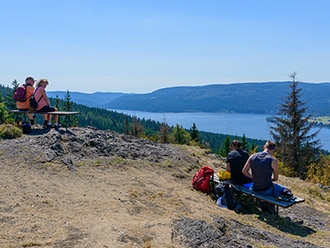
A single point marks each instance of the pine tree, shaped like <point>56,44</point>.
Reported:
<point>164,132</point>
<point>137,128</point>
<point>253,148</point>
<point>57,105</point>
<point>291,131</point>
<point>126,128</point>
<point>1,97</point>
<point>181,136</point>
<point>245,145</point>
<point>194,133</point>
<point>225,149</point>
<point>70,120</point>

-.-.-

● **Action item**: Only the pictures are to be omitted; the records above must otherwise be reproduced exactly.

● **Response**:
A single point marks each instance of the pine tree, shaped like <point>56,44</point>.
Reported:
<point>164,132</point>
<point>137,128</point>
<point>253,148</point>
<point>57,105</point>
<point>291,131</point>
<point>126,128</point>
<point>1,97</point>
<point>181,136</point>
<point>245,145</point>
<point>194,133</point>
<point>225,149</point>
<point>70,120</point>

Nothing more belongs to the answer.